** Begin Document passage **
Circles of Change

Circles of Change

Bringing a more compassionate justice system to troubled youth in Oakland.

Almost 50 years ago, a notorious church bombing in Birmingham, Ala. killed two of Fania Davis’s closest friends—and launched Davis, then a teenager, into a lifetime of social justice work. Today, the well-known Oakland resident directs Restorative Justice for Oakland Youth (RJOY), an innovative organization that aims to turn teenagers accused of crimes or troublemaking into responsible citizens.

“The murder of my friends was sort of an initiation,” Davis recalls from the program’s light-filled office in Oakland’s Preservation Park. When her sister, Angela Davis, was accused of murder and conspiracy in 1970, Davis worked for her defense, following a stint as a supporter of the Black Panthers and other militant groups. After her sister was acquitted, Davis went to law school and embarked on a career as an impassioned, hard-driving—and, by her own admission, enraged—civil rights attorney. Over the years, Davis has lost none of her passion, but today it’s tempered by a softer, more compassionate sensibility—one that’s 100 percent in keeping with the Restorative Justice program’s non-punitive approach to school discipline and juvenile justice.
** End Document passage **
** Begin Given records **
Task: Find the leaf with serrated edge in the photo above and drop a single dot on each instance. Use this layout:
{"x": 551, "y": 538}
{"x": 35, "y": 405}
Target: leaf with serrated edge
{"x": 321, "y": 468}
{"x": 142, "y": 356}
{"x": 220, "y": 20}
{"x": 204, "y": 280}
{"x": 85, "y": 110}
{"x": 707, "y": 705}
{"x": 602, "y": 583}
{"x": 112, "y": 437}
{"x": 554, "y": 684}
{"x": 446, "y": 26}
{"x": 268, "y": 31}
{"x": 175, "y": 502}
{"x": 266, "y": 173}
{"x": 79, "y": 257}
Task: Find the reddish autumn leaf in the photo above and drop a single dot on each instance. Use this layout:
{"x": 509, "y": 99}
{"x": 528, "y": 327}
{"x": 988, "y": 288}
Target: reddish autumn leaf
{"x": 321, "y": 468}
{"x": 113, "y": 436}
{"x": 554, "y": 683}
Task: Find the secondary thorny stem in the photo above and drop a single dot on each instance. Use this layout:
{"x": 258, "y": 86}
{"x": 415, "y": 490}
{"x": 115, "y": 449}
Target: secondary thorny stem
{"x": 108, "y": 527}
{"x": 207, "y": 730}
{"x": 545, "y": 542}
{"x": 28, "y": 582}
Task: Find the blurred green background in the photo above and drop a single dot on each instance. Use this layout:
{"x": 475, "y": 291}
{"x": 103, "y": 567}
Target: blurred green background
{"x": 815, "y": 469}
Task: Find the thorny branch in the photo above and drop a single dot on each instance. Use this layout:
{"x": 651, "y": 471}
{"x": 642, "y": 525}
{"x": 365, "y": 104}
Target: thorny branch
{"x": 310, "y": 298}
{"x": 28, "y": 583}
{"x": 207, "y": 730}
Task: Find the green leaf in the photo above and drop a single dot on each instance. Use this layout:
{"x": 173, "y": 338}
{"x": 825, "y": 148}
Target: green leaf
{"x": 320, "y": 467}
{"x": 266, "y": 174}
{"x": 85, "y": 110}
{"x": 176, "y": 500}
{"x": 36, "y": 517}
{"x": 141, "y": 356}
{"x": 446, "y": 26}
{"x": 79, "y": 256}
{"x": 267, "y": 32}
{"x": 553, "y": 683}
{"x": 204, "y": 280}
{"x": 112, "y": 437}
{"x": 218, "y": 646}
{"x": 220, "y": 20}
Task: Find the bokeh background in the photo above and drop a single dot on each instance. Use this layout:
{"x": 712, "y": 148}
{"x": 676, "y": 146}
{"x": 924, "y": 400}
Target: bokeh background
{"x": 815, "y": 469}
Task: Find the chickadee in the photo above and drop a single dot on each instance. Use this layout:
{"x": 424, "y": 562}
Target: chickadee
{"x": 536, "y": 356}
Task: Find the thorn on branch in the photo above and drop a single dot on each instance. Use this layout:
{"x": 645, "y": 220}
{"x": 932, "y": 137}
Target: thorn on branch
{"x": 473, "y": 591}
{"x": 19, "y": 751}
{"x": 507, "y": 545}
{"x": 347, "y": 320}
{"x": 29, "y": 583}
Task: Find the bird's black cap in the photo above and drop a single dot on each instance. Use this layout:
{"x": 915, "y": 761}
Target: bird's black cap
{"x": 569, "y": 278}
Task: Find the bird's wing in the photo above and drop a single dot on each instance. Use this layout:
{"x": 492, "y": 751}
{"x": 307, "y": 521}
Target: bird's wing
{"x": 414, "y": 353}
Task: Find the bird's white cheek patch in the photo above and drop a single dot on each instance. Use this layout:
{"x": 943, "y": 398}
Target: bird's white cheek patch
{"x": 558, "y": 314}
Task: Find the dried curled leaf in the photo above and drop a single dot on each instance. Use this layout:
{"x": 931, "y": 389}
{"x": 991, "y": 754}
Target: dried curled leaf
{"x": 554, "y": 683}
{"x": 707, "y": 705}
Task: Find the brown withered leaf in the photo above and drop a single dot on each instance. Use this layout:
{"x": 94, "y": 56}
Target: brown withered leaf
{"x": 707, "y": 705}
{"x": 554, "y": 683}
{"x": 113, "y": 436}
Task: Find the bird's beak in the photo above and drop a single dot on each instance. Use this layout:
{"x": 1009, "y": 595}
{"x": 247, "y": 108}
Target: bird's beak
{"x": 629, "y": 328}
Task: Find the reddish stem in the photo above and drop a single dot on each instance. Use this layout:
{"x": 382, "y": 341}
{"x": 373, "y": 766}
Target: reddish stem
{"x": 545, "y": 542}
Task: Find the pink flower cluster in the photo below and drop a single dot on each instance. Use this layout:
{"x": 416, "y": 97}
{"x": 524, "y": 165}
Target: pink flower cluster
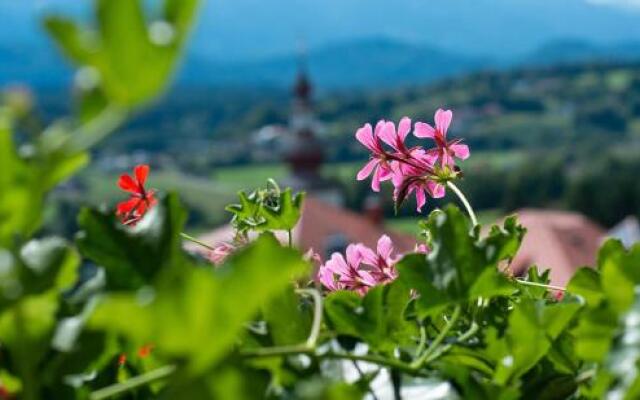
{"x": 362, "y": 268}
{"x": 411, "y": 170}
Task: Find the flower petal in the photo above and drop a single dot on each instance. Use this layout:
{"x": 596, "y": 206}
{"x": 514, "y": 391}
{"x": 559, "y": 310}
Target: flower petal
{"x": 423, "y": 130}
{"x": 354, "y": 254}
{"x": 364, "y": 135}
{"x": 404, "y": 126}
{"x": 128, "y": 184}
{"x": 443, "y": 120}
{"x": 385, "y": 247}
{"x": 366, "y": 170}
{"x": 421, "y": 199}
{"x": 368, "y": 256}
{"x": 141, "y": 172}
{"x": 124, "y": 207}
{"x": 375, "y": 180}
{"x": 436, "y": 190}
{"x": 388, "y": 134}
{"x": 460, "y": 150}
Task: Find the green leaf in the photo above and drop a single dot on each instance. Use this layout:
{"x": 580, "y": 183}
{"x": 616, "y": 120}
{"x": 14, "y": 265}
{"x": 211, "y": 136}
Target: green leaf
{"x": 133, "y": 256}
{"x": 266, "y": 210}
{"x": 376, "y": 318}
{"x": 74, "y": 43}
{"x": 534, "y": 275}
{"x": 286, "y": 214}
{"x": 26, "y": 329}
{"x": 39, "y": 266}
{"x": 586, "y": 283}
{"x": 460, "y": 266}
{"x": 623, "y": 360}
{"x": 288, "y": 319}
{"x": 133, "y": 60}
{"x": 620, "y": 274}
{"x": 533, "y": 326}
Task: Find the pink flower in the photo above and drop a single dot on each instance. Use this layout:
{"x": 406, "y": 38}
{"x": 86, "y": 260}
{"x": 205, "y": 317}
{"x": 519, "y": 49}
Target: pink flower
{"x": 379, "y": 163}
{"x": 445, "y": 150}
{"x": 395, "y": 139}
{"x": 362, "y": 269}
{"x": 339, "y": 273}
{"x": 408, "y": 179}
{"x": 220, "y": 252}
{"x": 312, "y": 257}
{"x": 381, "y": 262}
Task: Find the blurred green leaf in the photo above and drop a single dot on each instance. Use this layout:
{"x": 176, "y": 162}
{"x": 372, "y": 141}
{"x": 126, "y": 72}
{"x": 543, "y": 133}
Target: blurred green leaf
{"x": 377, "y": 318}
{"x": 133, "y": 256}
{"x": 267, "y": 209}
{"x": 586, "y": 283}
{"x": 198, "y": 314}
{"x": 133, "y": 60}
{"x": 289, "y": 321}
{"x": 533, "y": 326}
{"x": 460, "y": 266}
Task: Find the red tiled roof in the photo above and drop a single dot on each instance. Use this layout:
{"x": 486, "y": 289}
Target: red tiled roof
{"x": 557, "y": 240}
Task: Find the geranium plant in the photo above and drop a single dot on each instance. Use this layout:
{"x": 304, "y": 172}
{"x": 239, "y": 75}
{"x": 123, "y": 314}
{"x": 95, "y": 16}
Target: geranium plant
{"x": 250, "y": 319}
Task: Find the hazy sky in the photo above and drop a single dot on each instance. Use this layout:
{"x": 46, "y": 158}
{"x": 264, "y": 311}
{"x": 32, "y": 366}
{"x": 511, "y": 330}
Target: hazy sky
{"x": 237, "y": 29}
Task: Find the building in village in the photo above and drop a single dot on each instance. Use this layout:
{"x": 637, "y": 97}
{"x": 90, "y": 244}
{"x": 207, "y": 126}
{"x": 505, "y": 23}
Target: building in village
{"x": 325, "y": 225}
{"x": 561, "y": 241}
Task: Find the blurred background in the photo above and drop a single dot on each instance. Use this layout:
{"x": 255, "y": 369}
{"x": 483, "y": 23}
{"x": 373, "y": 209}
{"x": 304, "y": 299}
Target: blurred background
{"x": 545, "y": 92}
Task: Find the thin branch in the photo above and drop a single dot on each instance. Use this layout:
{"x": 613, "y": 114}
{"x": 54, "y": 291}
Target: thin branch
{"x": 133, "y": 383}
{"x": 196, "y": 241}
{"x": 436, "y": 342}
{"x": 542, "y": 285}
{"x": 317, "y": 316}
{"x": 464, "y": 201}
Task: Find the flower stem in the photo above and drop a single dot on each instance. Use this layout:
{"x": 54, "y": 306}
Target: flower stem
{"x": 317, "y": 316}
{"x": 436, "y": 342}
{"x": 133, "y": 383}
{"x": 464, "y": 201}
{"x": 196, "y": 241}
{"x": 543, "y": 285}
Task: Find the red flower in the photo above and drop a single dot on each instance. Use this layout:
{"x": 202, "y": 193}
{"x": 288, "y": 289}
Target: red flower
{"x": 122, "y": 359}
{"x": 141, "y": 200}
{"x": 145, "y": 350}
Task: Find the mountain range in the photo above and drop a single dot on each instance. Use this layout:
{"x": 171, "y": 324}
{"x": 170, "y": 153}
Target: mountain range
{"x": 351, "y": 43}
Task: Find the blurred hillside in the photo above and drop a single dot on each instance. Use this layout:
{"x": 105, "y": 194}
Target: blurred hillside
{"x": 564, "y": 137}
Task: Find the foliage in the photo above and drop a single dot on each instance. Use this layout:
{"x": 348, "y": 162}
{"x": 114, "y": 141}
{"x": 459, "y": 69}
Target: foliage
{"x": 153, "y": 321}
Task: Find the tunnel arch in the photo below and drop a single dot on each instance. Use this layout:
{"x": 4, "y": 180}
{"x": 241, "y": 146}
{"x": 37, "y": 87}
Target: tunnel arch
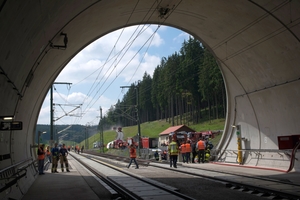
{"x": 256, "y": 44}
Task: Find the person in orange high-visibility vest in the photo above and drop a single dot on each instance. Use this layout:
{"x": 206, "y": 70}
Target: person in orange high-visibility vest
{"x": 188, "y": 149}
{"x": 48, "y": 153}
{"x": 201, "y": 150}
{"x": 183, "y": 151}
{"x": 41, "y": 158}
{"x": 132, "y": 152}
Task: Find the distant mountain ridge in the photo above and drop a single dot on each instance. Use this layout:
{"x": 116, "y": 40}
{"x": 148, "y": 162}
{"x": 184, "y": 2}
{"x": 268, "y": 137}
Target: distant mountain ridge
{"x": 76, "y": 133}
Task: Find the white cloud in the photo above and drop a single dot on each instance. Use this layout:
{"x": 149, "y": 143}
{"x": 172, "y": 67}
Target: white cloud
{"x": 104, "y": 60}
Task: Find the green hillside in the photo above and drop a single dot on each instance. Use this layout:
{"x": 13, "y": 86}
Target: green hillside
{"x": 152, "y": 130}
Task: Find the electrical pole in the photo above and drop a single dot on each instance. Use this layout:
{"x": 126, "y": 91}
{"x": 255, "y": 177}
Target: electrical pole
{"x": 137, "y": 115}
{"x": 51, "y": 111}
{"x": 101, "y": 132}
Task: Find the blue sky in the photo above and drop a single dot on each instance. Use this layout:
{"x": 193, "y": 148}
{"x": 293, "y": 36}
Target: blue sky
{"x": 98, "y": 71}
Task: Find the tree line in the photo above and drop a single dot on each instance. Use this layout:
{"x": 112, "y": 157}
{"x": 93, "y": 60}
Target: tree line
{"x": 185, "y": 87}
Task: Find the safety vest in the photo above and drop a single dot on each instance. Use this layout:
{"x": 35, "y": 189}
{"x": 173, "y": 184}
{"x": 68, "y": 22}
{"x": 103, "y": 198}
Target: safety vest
{"x": 132, "y": 152}
{"x": 173, "y": 148}
{"x": 188, "y": 147}
{"x": 183, "y": 148}
{"x": 41, "y": 154}
{"x": 201, "y": 145}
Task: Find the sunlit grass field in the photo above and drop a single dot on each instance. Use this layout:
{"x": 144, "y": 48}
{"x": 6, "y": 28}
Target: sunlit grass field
{"x": 152, "y": 130}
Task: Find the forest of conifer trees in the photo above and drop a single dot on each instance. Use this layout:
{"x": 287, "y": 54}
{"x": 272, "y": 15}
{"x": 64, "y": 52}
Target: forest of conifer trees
{"x": 184, "y": 88}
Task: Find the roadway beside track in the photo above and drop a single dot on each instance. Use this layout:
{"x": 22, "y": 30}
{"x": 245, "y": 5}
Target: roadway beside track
{"x": 76, "y": 184}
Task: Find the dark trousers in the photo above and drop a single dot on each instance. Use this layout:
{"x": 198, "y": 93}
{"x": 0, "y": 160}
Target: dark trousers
{"x": 188, "y": 157}
{"x": 173, "y": 160}
{"x": 194, "y": 156}
{"x": 201, "y": 156}
{"x": 134, "y": 160}
{"x": 183, "y": 157}
{"x": 41, "y": 166}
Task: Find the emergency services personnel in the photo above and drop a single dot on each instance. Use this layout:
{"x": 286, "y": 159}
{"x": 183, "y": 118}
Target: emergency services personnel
{"x": 55, "y": 158}
{"x": 201, "y": 150}
{"x": 63, "y": 152}
{"x": 183, "y": 151}
{"x": 173, "y": 152}
{"x": 188, "y": 149}
{"x": 132, "y": 151}
{"x": 48, "y": 153}
{"x": 41, "y": 157}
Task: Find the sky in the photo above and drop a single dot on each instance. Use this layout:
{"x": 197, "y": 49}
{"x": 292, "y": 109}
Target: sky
{"x": 93, "y": 78}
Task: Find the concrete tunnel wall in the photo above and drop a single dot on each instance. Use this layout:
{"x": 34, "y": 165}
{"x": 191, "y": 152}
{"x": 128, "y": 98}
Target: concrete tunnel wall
{"x": 256, "y": 44}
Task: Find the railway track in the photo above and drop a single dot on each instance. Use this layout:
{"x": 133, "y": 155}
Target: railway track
{"x": 126, "y": 185}
{"x": 259, "y": 186}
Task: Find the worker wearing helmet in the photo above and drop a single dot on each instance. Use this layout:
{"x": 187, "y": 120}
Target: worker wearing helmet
{"x": 63, "y": 158}
{"x": 188, "y": 149}
{"x": 201, "y": 150}
{"x": 183, "y": 151}
{"x": 55, "y": 158}
{"x": 173, "y": 152}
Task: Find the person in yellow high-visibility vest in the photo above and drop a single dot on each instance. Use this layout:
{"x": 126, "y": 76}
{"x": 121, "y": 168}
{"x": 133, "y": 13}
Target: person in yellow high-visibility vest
{"x": 173, "y": 152}
{"x": 41, "y": 158}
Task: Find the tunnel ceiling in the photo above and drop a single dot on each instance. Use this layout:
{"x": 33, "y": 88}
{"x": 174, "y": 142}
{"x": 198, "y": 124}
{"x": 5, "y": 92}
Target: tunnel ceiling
{"x": 256, "y": 44}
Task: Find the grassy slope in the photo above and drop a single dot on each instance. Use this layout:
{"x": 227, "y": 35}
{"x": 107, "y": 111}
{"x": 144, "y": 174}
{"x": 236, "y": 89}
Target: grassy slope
{"x": 152, "y": 130}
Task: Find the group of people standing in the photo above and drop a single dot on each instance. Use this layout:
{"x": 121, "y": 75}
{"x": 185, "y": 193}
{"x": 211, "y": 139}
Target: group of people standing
{"x": 56, "y": 154}
{"x": 196, "y": 148}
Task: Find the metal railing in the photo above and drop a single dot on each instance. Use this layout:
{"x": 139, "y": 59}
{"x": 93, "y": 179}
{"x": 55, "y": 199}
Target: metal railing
{"x": 15, "y": 172}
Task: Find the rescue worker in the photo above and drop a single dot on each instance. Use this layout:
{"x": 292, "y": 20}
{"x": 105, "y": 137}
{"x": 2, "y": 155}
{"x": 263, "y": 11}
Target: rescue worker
{"x": 63, "y": 152}
{"x": 48, "y": 153}
{"x": 188, "y": 149}
{"x": 201, "y": 150}
{"x": 55, "y": 158}
{"x": 156, "y": 155}
{"x": 194, "y": 150}
{"x": 132, "y": 151}
{"x": 173, "y": 152}
{"x": 183, "y": 151}
{"x": 41, "y": 158}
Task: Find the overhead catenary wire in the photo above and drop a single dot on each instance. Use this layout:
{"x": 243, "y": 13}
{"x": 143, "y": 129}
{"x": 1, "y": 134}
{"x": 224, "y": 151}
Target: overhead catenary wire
{"x": 92, "y": 89}
{"x": 128, "y": 42}
{"x": 135, "y": 54}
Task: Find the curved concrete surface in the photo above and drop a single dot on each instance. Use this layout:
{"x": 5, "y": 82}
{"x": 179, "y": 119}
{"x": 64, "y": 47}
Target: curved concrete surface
{"x": 255, "y": 42}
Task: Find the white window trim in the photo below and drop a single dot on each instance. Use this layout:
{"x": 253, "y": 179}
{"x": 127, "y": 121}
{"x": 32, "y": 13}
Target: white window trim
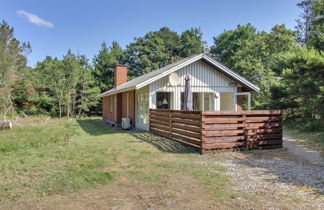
{"x": 242, "y": 94}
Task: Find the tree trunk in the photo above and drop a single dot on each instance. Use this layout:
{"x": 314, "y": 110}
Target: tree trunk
{"x": 5, "y": 124}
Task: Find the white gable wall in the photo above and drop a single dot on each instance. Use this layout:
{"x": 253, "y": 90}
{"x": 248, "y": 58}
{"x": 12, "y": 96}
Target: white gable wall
{"x": 203, "y": 78}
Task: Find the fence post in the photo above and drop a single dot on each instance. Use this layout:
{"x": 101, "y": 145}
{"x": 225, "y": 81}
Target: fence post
{"x": 244, "y": 129}
{"x": 202, "y": 150}
{"x": 170, "y": 124}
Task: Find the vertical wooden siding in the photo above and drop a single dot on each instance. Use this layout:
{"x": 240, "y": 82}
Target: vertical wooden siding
{"x": 220, "y": 129}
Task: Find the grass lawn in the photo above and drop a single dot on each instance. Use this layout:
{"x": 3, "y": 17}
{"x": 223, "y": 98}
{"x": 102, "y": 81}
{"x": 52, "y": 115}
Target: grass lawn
{"x": 315, "y": 138}
{"x": 51, "y": 162}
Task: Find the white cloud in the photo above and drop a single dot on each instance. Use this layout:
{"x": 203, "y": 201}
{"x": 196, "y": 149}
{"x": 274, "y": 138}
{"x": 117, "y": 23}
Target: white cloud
{"x": 35, "y": 19}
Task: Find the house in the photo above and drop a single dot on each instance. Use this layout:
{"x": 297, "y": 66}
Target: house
{"x": 214, "y": 86}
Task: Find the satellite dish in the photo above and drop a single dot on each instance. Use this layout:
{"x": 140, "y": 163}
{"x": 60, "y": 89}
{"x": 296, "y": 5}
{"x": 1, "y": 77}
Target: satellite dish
{"x": 174, "y": 79}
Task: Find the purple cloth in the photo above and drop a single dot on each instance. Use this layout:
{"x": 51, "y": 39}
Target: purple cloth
{"x": 187, "y": 105}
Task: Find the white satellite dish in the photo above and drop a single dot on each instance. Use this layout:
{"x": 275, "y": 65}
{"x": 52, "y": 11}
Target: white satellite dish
{"x": 174, "y": 79}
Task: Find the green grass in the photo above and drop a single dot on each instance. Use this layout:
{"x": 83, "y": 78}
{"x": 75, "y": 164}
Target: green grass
{"x": 71, "y": 155}
{"x": 315, "y": 138}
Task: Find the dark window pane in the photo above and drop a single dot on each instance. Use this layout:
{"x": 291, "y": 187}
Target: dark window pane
{"x": 163, "y": 100}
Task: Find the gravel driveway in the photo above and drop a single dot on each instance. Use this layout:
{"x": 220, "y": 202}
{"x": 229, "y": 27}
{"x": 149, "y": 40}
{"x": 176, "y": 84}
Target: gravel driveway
{"x": 287, "y": 178}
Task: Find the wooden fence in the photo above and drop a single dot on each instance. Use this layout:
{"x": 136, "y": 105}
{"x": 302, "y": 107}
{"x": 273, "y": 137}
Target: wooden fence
{"x": 207, "y": 130}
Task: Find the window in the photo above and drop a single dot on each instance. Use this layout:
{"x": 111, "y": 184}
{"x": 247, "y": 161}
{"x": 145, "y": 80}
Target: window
{"x": 110, "y": 103}
{"x": 200, "y": 101}
{"x": 163, "y": 100}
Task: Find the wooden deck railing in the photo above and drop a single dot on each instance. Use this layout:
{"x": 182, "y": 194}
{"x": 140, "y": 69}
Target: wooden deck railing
{"x": 219, "y": 129}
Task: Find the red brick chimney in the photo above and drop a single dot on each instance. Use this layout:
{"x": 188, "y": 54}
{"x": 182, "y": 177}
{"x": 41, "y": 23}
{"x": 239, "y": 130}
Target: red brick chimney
{"x": 120, "y": 75}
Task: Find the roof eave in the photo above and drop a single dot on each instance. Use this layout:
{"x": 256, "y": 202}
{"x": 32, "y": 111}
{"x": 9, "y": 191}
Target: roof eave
{"x": 232, "y": 74}
{"x": 115, "y": 92}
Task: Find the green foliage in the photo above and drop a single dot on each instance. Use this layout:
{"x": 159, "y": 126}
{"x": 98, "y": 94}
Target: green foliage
{"x": 58, "y": 87}
{"x": 12, "y": 60}
{"x": 310, "y": 29}
{"x": 252, "y": 54}
{"x": 301, "y": 88}
{"x": 160, "y": 48}
{"x": 104, "y": 65}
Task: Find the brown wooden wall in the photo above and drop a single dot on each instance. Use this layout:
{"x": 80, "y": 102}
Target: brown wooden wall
** End Given records **
What is asked:
A – In the article on Fania Davis and Restorative Justice for Oakland Youth, what event killed two of Davis's closest friends almost 50 years ago?
B – Go on with the article about Fania Davis and Restorative Justice for Oakland Youth, picking up right after its last sentence.

Answers provided:
A – A notorious church bombing in Birmingham, Alabama.

B –
“Rather than suspending a kid who gets in a fight or steals, a [Restorative Justice] facilitator organizes a ‘circle’ that might include allies of the youth, the parents, the youth that was harmed, and the youth causing the harm,” Davis explains of the program’s it-takes-a-village method of addressing rule-breaking. Following a system adapted partly from Native American traditions, the assembled members of the circle try to answer deep questions that can lead to healing: “What happened and how did it make you feel? What does the victim need to repair the harm? What does the person causing the harm need to do to make amends? And what do the youth, family, and community need to do to prevent its recurrence?”

The approach has been so successful that the program recently received a three-year, $850,000 grant from The California Endowment, a private health foundation. The money will be used not only to extend programs into Oakland’s Castlemont Community of Small Schools (a group of three public high schools), but will also give young people in trouble with the law an alternative to incarceration.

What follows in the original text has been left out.